• **Records to process**
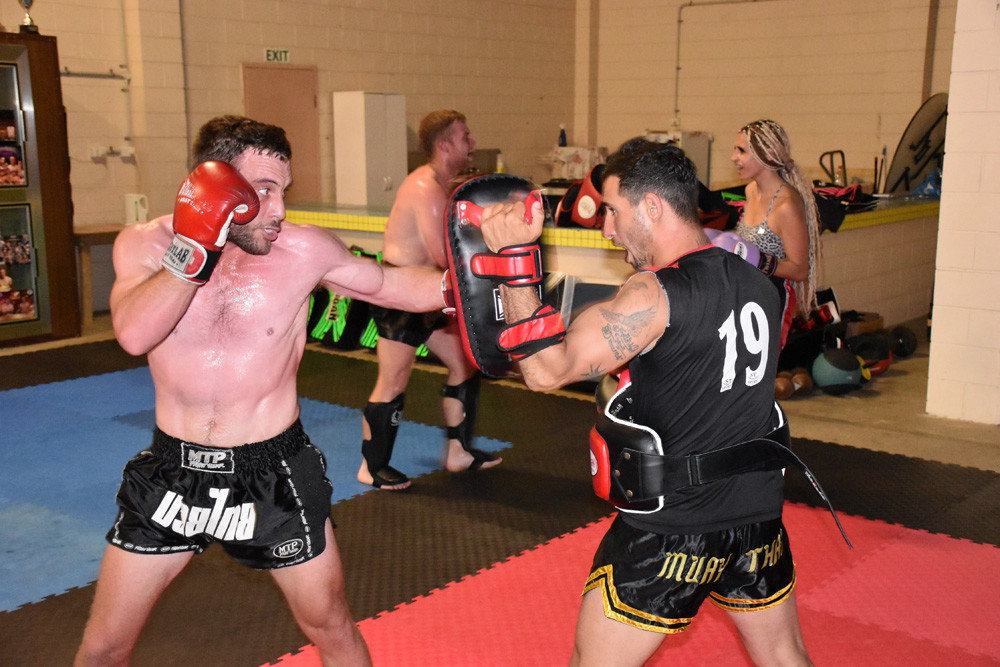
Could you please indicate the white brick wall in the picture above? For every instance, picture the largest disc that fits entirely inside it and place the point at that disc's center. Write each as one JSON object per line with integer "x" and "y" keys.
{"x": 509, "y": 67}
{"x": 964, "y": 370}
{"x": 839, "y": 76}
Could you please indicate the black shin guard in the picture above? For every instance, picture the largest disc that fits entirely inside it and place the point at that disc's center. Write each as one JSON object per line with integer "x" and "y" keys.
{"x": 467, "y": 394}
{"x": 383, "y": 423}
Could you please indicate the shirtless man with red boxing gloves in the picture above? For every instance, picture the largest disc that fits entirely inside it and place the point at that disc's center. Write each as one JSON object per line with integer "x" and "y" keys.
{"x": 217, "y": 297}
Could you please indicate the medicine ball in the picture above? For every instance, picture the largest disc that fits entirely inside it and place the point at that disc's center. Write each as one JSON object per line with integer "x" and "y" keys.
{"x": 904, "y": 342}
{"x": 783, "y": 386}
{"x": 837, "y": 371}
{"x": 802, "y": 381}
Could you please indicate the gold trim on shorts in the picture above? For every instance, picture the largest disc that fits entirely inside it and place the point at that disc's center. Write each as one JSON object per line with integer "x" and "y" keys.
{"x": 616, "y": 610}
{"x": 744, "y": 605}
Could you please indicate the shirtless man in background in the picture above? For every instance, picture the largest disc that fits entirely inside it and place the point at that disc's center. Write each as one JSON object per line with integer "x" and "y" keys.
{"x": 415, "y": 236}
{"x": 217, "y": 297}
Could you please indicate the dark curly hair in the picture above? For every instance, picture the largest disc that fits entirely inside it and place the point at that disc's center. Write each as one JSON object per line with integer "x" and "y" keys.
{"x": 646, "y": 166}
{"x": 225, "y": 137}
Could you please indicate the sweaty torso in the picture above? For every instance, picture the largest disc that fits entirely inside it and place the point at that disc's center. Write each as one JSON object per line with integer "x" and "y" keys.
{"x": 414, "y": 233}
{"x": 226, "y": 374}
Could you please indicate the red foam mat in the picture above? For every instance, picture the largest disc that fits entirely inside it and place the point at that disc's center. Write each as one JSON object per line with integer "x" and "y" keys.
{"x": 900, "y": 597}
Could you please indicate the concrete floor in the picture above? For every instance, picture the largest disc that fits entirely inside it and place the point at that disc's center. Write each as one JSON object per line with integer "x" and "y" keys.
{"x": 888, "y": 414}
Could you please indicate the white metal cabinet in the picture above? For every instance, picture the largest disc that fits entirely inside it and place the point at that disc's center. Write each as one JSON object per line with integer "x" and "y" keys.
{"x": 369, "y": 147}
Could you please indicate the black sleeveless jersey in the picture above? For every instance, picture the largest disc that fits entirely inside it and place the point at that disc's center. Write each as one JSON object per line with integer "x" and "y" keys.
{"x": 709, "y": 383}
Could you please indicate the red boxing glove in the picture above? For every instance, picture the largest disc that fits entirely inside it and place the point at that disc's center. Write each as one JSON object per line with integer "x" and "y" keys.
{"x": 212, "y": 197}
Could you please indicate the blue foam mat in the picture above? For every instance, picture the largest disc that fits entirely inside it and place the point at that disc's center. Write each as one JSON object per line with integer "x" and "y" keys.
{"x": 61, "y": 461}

• **Objective**
Rewrite all the records, replacing every "disc" with "circle" and changing nothing else. Omit the pictures.

• **Task response**
Could you please indicate the white brick wall in the picture above? For every instance, picture the largest circle that fits entirely inside it and place the point at that circle's center. Write each as one JSON object per line with integer "x" and "y" keys.
{"x": 509, "y": 67}
{"x": 964, "y": 370}
{"x": 839, "y": 76}
Could you please indicate the black shin guard in the picture above? For every instance, picture the largest circle that fits entirely inside it and place the point at that circle's center. Write each as one JSON object per line with integer "x" and "y" keys.
{"x": 467, "y": 394}
{"x": 383, "y": 423}
Could you please indicate the shirtless man with red boxing gloves in the picture above? For every instance, picture the largest circle that fits entirely inside it and place the point at that circle's center. Write each as one JSON object per line with integer "x" and "y" keys.
{"x": 217, "y": 297}
Could you please indicate the medicine ball in the picture above? For every instance, picture the largest circle that fits entirely inside it and place the point at that circle's center. Write each as one JSON object per line with integer "x" and "y" keys.
{"x": 904, "y": 342}
{"x": 783, "y": 386}
{"x": 837, "y": 371}
{"x": 802, "y": 381}
Could you please indicate the gold trim on shorts in the picture above? For every instance, picture the largest circle that fits entirely inside it and place the point at that circle's center. Write each as one JSON object per line with integer "x" and "y" keys.
{"x": 616, "y": 610}
{"x": 744, "y": 605}
Could you please indicate the shirtless man in background in the picture above? For every instance, picture the largest circle that fits entirely inside it and place the point at that circle's center. Write each as one JSON object per line with integer "x" and "y" keys.
{"x": 415, "y": 236}
{"x": 217, "y": 297}
Could you please indicate the dark curly hair in the picture above? For every instance, picture the largest circle that fits entirely inside it and place the point at that circle's center. Write each as one JSON object per line with integer "x" and "y" keys.
{"x": 646, "y": 166}
{"x": 225, "y": 137}
Could you please indicate the sweaty torso in the picture above? For every instance, picture the largest circle that fits entirely inside it and place the point at that circle's center. Write each as one JSON object per line with integer "x" and "y" keys.
{"x": 414, "y": 233}
{"x": 226, "y": 374}
Could you please indicate the red foam mat in the picture above? For every instance, picture the largest circle that fits entirely inside it and place the point at that circle's center. Write each as one JSON object per line with integer "x" and "y" keys.
{"x": 900, "y": 597}
Could you please indicate the concrete floor in the picture above? For every instance, picture the largest circle that fits entirely inside it and place the point at that circle's center. Write each as one JSON object per line with integer "x" and "y" keys.
{"x": 888, "y": 414}
Could you please indicate the white metal cabinet in the picture above? For every instance, picture the largest circle that fits entirely inside it and place the point at that circle's center. Write each as one JSON object per line with integer "x" and "y" keys.
{"x": 369, "y": 147}
Could you please indicate the black sleeveless jersey in the picture above? For every instance, picture the largest circle that fits entirely inside it and place the point at that circle's center. Write each as one JSON object per line with integer "x" and "y" keys.
{"x": 709, "y": 383}
Could you please indicate the red boxing glove in the picture above? For every instance, picture the largest circle that fits entirely inside it and place the point at that circle's center. Write each as one JSON object per line with integer "x" and "y" keys.
{"x": 212, "y": 197}
Could you please indicate the blue foam mat in the picture above? For every instance, picture the largest circle that fits entirely inside it and place the point at that circle's center. Write each as one JSON object per line with integer "x" and "y" keys.
{"x": 61, "y": 461}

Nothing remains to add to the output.